# Introducing "Katt" & "Cameo"



## Bren (Dec 18, 2007)

They are only 2 weeks old at the moment, so of course I still have a few weeks before they come here to their new forever home.

From the first time I choose which two babies I wanted from the litter I'm getting them from, I've actually changed my mind on one of them (since their color/markings started showing more) so if anyone remembers me showing off pics of my first choices (Katt & Mia) you'll notice that "Cameo" isn't from my first choices, but she is now...soooooooo whitout futherado, here they are....

*"Katt" 2 weeks old*
Agouti Blazed Dumbo










*"Cameo" 2 weeks old*
Blue Agouti Baldie Dumbo Velveteen









I'm so excited to be bringing these two little beauties into my family


----------



## dragonegg (Oct 2, 2007)

Baby rats are the cutest things ever. These two are adorable. I want one!


----------



## reachthestars (Feb 27, 2007)

OPne? I want both! I don't know how you can stand the wait.


----------



## Bren (Dec 18, 2007)

Collected material:
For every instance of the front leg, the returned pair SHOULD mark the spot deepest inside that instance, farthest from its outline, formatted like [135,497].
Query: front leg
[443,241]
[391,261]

Exercise instructions: Quote the forum thread introducing the baby rats Katt and Cameo in full, word for word.

Solution to this task:
# Introducing "Katt" & "Cameo"



## Bren (Dec 18, 2007)

They are only 2 weeks old at the moment, so of course I still have a few weeks before they come here to their new forever home.

From the first time I choose which two babies I wanted from the litter I'm getting them from, I've actually changed my mind on one of them (since their color/markings started showing more) so if anyone remembers me showing off pics of my first choices (Katt & Mia) you'll notice that "Cameo" isn't from my first choices, but she is now...soooooooo whitout futherado, here they are....

*"Katt" 2 weeks old*
Agouti Blazed Dumbo










*"Cameo" 2 weeks old*
Blue Agouti Baldie Dumbo Velveteen









I'm so excited to be bringing these two little beauties into my family


----------



## dragonegg (Oct 2, 2007)

Baby rats are the cutest things ever. These two are adorable. I want one!


----------



## reachthestars (Feb 27, 2007)

OPne? I want both! I don't know how you can stand the wait.


----------



## Bren (Dec 18, 2007)